Rewrite the listing from its first line through the line holding "[240,370,512,511]", inclusive, increasing each bounding box coordinate by 54 and otherwise keeping every line unchanged. Leave the picture out of the answer.

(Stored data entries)
+ + + + +
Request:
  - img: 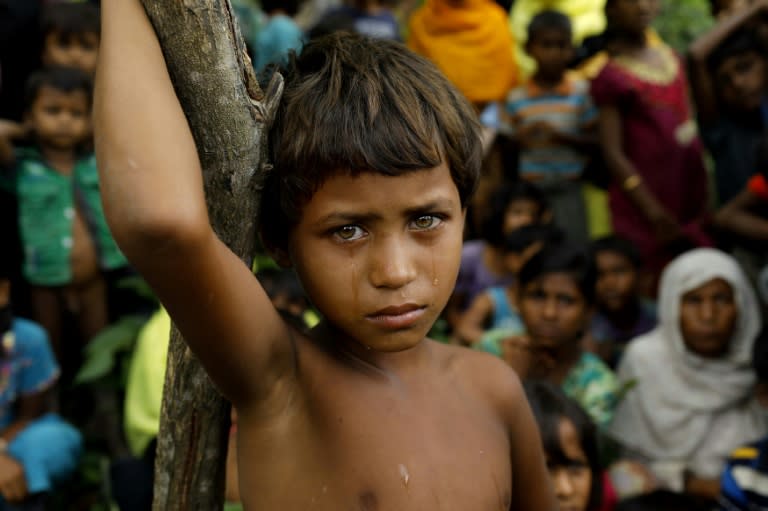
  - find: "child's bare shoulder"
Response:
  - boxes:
[428,343,525,418]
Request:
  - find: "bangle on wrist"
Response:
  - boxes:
[621,174,643,192]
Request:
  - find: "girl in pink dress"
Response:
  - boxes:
[591,0,711,295]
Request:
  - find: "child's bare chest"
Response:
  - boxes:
[240,370,512,511]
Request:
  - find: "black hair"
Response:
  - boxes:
[480,181,549,247]
[40,2,101,39]
[707,28,766,73]
[524,380,603,511]
[528,9,573,44]
[755,132,768,179]
[614,490,711,511]
[589,234,642,270]
[752,325,768,383]
[261,0,302,16]
[517,240,597,304]
[24,66,93,109]
[502,224,564,254]
[259,33,482,251]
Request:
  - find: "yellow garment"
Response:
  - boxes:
[509,0,605,78]
[408,0,517,103]
[123,308,171,457]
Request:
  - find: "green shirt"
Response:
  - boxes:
[12,149,127,286]
[561,351,620,427]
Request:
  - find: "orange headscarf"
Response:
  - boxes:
[408,0,517,103]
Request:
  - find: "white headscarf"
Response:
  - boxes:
[610,248,768,489]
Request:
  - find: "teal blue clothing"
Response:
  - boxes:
[561,351,621,427]
[11,149,128,286]
[253,14,304,71]
[477,286,525,357]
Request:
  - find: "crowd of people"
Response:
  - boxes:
[0,0,768,511]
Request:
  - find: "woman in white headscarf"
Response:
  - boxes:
[609,249,768,496]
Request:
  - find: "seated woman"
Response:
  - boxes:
[609,249,768,498]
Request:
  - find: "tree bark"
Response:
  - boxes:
[141,0,282,511]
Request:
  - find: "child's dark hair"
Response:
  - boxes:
[614,490,711,511]
[528,9,573,44]
[260,33,482,249]
[707,28,766,73]
[517,240,597,304]
[752,325,768,383]
[525,380,603,511]
[40,2,101,40]
[24,66,93,109]
[589,234,642,269]
[480,181,549,247]
[260,0,302,16]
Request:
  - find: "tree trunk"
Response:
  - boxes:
[141,0,282,511]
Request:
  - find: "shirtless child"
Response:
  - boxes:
[96,0,556,511]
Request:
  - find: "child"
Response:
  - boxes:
[42,2,100,76]
[506,11,597,241]
[0,264,82,511]
[610,248,768,499]
[719,328,768,511]
[525,380,603,511]
[0,67,126,361]
[253,0,304,71]
[454,224,560,355]
[445,181,550,328]
[689,0,768,204]
[589,236,656,367]
[96,0,555,511]
[591,0,711,296]
[408,0,517,112]
[517,242,619,427]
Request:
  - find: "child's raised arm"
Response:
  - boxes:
[94,0,294,408]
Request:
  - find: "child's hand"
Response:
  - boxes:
[517,121,557,149]
[0,454,29,502]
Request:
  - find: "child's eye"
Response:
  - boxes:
[333,225,365,241]
[411,215,443,231]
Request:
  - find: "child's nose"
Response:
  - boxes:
[370,236,417,289]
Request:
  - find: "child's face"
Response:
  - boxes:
[547,418,592,511]
[518,273,590,350]
[526,28,573,78]
[607,0,659,34]
[595,250,637,312]
[289,164,464,352]
[502,199,541,235]
[26,85,91,150]
[43,32,99,75]
[680,279,739,358]
[715,51,766,111]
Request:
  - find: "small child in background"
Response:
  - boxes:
[517,241,619,427]
[525,380,605,511]
[689,0,768,204]
[506,10,597,242]
[42,2,100,76]
[253,0,304,71]
[719,328,768,511]
[0,264,82,511]
[588,235,656,368]
[4,67,127,369]
[444,181,550,328]
[454,224,561,356]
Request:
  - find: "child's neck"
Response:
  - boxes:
[38,144,77,176]
[531,71,565,90]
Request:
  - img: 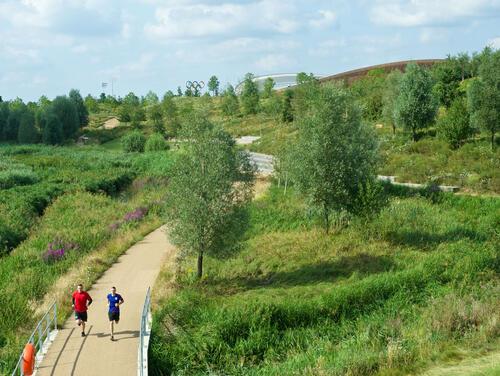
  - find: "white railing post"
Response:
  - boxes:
[12,302,57,376]
[137,288,152,376]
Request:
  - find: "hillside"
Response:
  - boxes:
[150,181,500,375]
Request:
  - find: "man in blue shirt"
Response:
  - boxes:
[108,286,124,341]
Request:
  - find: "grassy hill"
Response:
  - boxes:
[150,181,500,375]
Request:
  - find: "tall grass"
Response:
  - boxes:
[150,187,500,375]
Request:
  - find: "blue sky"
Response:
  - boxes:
[0,0,500,100]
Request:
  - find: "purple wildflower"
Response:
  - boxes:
[42,239,78,263]
[123,207,148,222]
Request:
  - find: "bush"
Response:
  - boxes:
[121,131,146,153]
[0,169,38,189]
[146,133,168,152]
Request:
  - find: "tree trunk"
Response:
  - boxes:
[197,251,203,279]
[323,204,330,235]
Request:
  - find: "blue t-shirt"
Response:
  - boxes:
[108,294,123,312]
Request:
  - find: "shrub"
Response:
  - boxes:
[146,133,168,152]
[121,131,146,153]
[0,169,38,189]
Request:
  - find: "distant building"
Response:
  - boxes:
[235,59,444,94]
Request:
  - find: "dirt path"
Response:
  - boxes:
[421,351,500,376]
[36,227,173,376]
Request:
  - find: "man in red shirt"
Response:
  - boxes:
[72,283,92,337]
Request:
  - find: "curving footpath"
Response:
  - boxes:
[36,227,174,376]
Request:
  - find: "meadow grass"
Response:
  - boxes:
[0,146,172,374]
[150,181,500,375]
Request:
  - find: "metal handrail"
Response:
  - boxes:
[137,287,152,376]
[12,302,57,376]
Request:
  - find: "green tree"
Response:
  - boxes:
[69,89,89,127]
[145,133,168,152]
[17,111,38,144]
[467,50,500,149]
[282,85,378,232]
[3,101,27,141]
[149,103,165,134]
[121,131,146,153]
[240,73,259,115]
[221,85,240,116]
[382,69,403,135]
[51,96,80,139]
[208,76,219,97]
[167,116,254,278]
[437,98,474,149]
[262,77,276,98]
[0,102,10,141]
[123,92,141,107]
[281,89,293,123]
[42,110,64,145]
[395,64,437,141]
[144,90,160,106]
[162,97,181,137]
[83,94,99,113]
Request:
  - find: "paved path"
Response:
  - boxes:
[36,227,173,376]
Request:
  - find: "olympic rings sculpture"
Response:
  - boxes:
[186,81,205,91]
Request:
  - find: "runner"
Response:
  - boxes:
[108,286,124,341]
[72,283,92,337]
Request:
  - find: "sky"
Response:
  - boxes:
[0,0,500,100]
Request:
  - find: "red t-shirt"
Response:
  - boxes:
[73,291,92,312]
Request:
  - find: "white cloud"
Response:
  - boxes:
[487,37,500,49]
[255,54,293,72]
[370,0,500,27]
[309,10,337,29]
[71,44,89,54]
[309,38,347,57]
[144,0,300,39]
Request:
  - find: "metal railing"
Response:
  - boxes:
[12,303,57,376]
[137,287,152,376]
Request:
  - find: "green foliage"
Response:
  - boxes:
[51,96,80,139]
[0,102,10,141]
[262,77,276,98]
[69,89,89,127]
[208,76,219,97]
[144,90,160,106]
[121,131,146,153]
[145,133,168,152]
[162,97,181,137]
[382,69,403,135]
[149,187,500,375]
[281,89,293,123]
[221,85,240,116]
[240,73,259,115]
[394,64,437,141]
[284,85,378,231]
[149,103,165,134]
[167,115,253,278]
[437,97,474,149]
[467,50,500,148]
[42,109,64,145]
[17,111,39,144]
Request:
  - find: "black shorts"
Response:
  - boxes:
[75,311,87,322]
[108,312,120,322]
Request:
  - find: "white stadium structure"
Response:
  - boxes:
[235,73,323,94]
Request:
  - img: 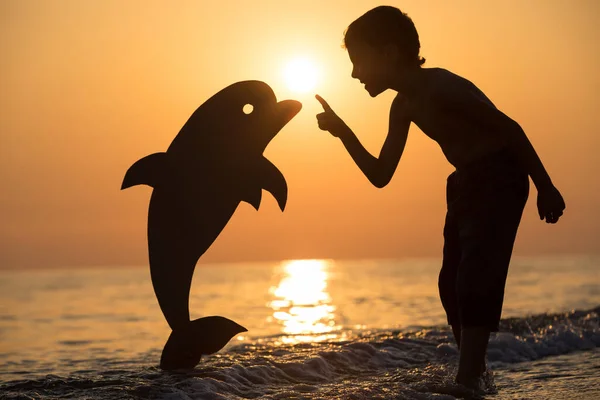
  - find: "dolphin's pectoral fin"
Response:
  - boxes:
[242,185,262,211]
[121,153,169,190]
[257,157,287,211]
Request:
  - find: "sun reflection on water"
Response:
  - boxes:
[269,260,338,343]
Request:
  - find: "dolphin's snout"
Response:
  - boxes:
[277,100,302,127]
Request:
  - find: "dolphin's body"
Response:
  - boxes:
[121,81,302,369]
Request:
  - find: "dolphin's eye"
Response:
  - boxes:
[242,104,254,115]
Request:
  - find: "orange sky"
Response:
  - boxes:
[0,0,600,268]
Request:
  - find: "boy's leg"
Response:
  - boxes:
[457,163,529,386]
[438,173,461,349]
[456,326,490,388]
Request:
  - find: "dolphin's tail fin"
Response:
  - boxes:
[160,316,248,370]
[121,153,168,190]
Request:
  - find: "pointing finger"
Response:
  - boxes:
[315,94,333,112]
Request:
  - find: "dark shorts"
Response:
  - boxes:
[439,150,529,331]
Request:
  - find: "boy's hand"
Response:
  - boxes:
[537,186,566,224]
[315,94,350,137]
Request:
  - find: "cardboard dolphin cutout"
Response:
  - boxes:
[121,81,302,370]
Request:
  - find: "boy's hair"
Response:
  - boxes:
[342,6,425,66]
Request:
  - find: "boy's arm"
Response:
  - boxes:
[316,95,410,188]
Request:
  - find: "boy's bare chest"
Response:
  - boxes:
[408,98,477,144]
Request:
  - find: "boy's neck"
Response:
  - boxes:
[390,67,424,98]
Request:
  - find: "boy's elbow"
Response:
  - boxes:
[371,175,392,189]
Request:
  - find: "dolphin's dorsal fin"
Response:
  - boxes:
[121,153,169,190]
[256,157,287,211]
[242,185,262,211]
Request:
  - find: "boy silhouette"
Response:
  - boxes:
[316,6,565,389]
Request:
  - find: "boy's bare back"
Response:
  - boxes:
[398,68,508,168]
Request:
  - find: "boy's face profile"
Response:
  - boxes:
[347,42,397,97]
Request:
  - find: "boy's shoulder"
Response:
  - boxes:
[425,68,474,93]
[423,68,492,104]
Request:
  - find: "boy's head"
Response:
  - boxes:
[343,6,425,97]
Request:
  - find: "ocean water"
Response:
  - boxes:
[0,256,600,400]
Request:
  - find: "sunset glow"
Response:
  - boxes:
[284,58,319,93]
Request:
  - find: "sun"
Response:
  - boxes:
[283,58,319,93]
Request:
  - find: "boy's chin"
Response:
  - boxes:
[365,85,386,97]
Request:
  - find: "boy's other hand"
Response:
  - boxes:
[315,94,349,137]
[537,186,566,224]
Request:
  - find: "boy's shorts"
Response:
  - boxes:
[438,150,529,331]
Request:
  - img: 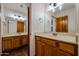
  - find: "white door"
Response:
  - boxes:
[9,21,17,34]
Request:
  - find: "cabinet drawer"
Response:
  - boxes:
[59,42,75,54]
[41,38,56,47]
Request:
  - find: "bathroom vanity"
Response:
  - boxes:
[2,33,28,51]
[35,34,78,56]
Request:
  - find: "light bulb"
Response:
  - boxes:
[59,6,62,10]
[52,8,55,12]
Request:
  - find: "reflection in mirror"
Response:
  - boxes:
[2,3,28,56]
[44,3,76,33]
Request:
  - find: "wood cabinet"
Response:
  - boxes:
[21,35,28,45]
[36,41,44,56]
[12,36,21,48]
[36,36,78,56]
[44,45,57,56]
[2,38,12,51]
[17,21,24,32]
[2,35,28,51]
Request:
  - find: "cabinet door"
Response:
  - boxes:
[44,45,57,56]
[21,35,28,45]
[36,41,43,56]
[2,38,12,51]
[2,39,8,51]
[57,50,71,56]
[12,37,20,48]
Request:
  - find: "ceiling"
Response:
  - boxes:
[3,3,28,14]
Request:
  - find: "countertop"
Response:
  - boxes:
[36,34,77,44]
[2,33,28,37]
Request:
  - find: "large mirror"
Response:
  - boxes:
[3,4,28,35]
[44,3,76,33]
[2,3,29,56]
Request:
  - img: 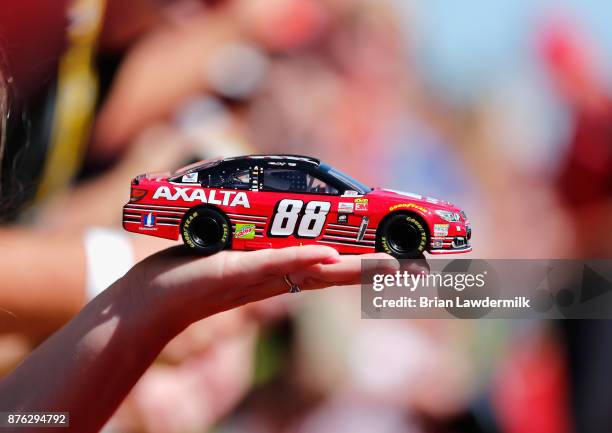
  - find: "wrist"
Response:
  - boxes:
[113,269,188,347]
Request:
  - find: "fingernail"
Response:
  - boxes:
[321,256,340,265]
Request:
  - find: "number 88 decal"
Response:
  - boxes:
[270,198,331,238]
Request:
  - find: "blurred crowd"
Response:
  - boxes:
[0,0,612,433]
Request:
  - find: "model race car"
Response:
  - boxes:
[123,155,471,259]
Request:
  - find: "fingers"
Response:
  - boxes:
[290,253,399,290]
[225,245,340,284]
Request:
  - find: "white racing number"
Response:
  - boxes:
[270,198,331,238]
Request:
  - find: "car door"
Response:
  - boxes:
[260,166,339,246]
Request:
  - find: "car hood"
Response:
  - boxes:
[368,188,461,212]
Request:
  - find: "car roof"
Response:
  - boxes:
[221,154,321,167]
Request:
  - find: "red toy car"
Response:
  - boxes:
[123,155,471,258]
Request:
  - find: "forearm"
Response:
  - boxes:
[0,228,85,333]
[0,275,179,432]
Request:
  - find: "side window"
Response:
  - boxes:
[263,168,338,194]
[200,169,250,189]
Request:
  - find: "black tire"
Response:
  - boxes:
[181,207,232,254]
[376,214,429,259]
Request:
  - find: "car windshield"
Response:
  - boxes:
[319,163,372,194]
[172,158,221,178]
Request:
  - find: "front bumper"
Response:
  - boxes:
[429,223,472,254]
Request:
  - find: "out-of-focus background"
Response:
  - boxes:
[0,0,612,433]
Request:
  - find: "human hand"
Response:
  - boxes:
[126,245,399,330]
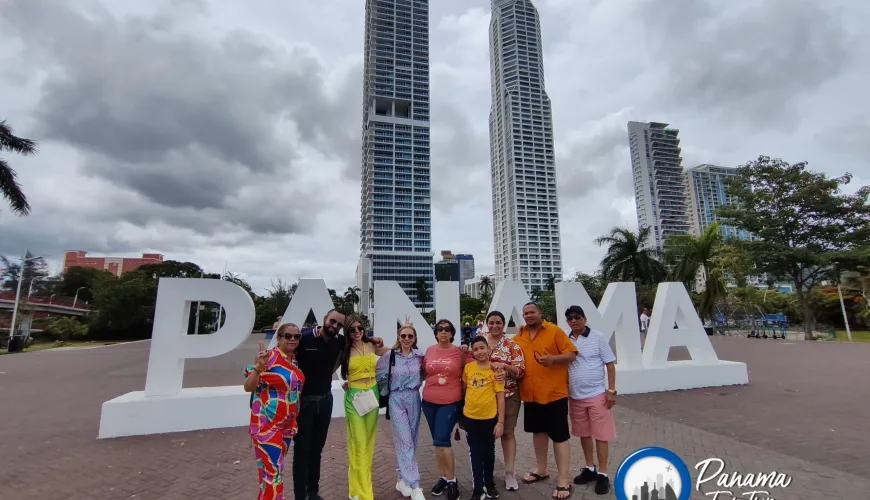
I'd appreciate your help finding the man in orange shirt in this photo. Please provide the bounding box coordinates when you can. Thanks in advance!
[514,302,577,499]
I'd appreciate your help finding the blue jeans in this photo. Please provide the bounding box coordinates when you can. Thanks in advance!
[423,401,462,448]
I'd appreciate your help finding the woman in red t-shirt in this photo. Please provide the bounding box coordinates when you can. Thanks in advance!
[423,319,465,500]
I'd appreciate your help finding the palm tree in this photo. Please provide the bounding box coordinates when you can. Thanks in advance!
[479,276,495,305]
[595,227,667,285]
[665,222,727,321]
[0,120,37,215]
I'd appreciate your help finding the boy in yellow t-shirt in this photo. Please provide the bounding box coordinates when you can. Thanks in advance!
[462,336,504,500]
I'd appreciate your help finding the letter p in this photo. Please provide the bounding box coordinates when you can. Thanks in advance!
[145,278,255,397]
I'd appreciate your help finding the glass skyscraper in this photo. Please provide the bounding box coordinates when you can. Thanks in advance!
[489,0,562,290]
[357,0,434,312]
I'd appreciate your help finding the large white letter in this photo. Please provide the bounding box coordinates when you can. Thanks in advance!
[374,281,434,351]
[269,279,336,349]
[556,281,642,369]
[489,280,531,328]
[145,278,255,396]
[643,283,719,367]
[436,281,462,336]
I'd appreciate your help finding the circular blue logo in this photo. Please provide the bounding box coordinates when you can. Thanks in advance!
[613,446,692,500]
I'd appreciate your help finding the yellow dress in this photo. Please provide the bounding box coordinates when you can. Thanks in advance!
[344,352,378,500]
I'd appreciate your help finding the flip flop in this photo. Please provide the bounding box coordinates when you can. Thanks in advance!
[553,484,574,500]
[523,472,550,484]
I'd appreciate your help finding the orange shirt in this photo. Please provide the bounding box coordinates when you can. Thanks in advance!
[513,321,577,404]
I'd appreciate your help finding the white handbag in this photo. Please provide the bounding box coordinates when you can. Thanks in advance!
[350,389,380,416]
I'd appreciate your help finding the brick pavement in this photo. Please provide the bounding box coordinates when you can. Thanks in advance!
[0,339,870,500]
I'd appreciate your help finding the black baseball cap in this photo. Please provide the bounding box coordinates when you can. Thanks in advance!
[565,306,586,318]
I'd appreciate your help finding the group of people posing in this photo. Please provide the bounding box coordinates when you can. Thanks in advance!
[245,303,616,500]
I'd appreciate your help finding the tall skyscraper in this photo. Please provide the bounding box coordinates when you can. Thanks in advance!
[357,0,434,312]
[489,0,562,290]
[628,122,689,249]
[686,165,751,240]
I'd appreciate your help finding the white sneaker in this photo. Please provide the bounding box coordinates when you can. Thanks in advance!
[504,472,520,491]
[396,479,412,498]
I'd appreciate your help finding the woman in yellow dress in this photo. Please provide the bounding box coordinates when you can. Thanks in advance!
[341,315,390,500]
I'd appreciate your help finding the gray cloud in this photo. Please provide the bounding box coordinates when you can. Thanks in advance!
[638,0,852,130]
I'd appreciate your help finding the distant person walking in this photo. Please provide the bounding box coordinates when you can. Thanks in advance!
[244,323,305,500]
[640,307,649,347]
[565,306,616,495]
[377,320,425,500]
[514,302,577,499]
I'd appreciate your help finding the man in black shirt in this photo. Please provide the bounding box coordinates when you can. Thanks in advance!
[293,309,384,500]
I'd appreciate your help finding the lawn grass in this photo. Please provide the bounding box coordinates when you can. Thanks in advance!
[834,330,870,342]
[0,340,119,356]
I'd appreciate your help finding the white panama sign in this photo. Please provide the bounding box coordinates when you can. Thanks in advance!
[99,278,749,438]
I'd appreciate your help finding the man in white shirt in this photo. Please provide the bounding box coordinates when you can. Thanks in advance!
[640,307,649,347]
[565,306,616,495]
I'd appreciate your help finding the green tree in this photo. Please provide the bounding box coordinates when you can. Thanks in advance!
[57,266,116,302]
[595,227,667,284]
[0,120,38,215]
[414,277,432,312]
[0,252,48,295]
[720,156,870,338]
[665,222,727,322]
[459,295,486,317]
[571,272,607,304]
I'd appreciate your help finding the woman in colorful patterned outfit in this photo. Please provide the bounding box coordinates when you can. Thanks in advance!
[486,311,526,491]
[245,323,305,500]
[377,319,425,500]
[341,315,390,500]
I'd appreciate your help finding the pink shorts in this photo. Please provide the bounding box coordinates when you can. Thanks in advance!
[568,394,616,442]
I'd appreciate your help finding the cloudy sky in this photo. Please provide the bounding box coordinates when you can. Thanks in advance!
[0,0,870,293]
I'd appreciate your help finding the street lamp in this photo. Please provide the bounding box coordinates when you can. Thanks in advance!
[73,286,87,307]
[9,248,46,349]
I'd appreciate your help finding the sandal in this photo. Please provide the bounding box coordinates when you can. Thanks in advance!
[523,472,550,484]
[553,484,574,500]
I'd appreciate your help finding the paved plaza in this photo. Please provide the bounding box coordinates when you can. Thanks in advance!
[0,338,870,500]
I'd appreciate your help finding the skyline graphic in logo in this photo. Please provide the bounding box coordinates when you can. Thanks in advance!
[613,447,692,500]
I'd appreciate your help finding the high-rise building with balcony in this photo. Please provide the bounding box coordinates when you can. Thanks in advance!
[628,122,689,249]
[357,0,434,312]
[686,164,752,240]
[489,0,562,290]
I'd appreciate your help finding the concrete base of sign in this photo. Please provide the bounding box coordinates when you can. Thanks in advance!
+ + + + +
§ **Exercise solution**
Request:
  - img: 
  - find: "child's bare shoulder"
Response:
  - boxes:
[482,397,579,472]
Request:
  - find: "bangle on wrist"
Response:
  - boxes:
[675,228,697,246]
Request:
  - find: "girl in pink dress"
Response:
  - boxes:
[645,54,765,349]
Request:
  - find: "child's bare chest"
Response:
  - boxes:
[294,424,566,565]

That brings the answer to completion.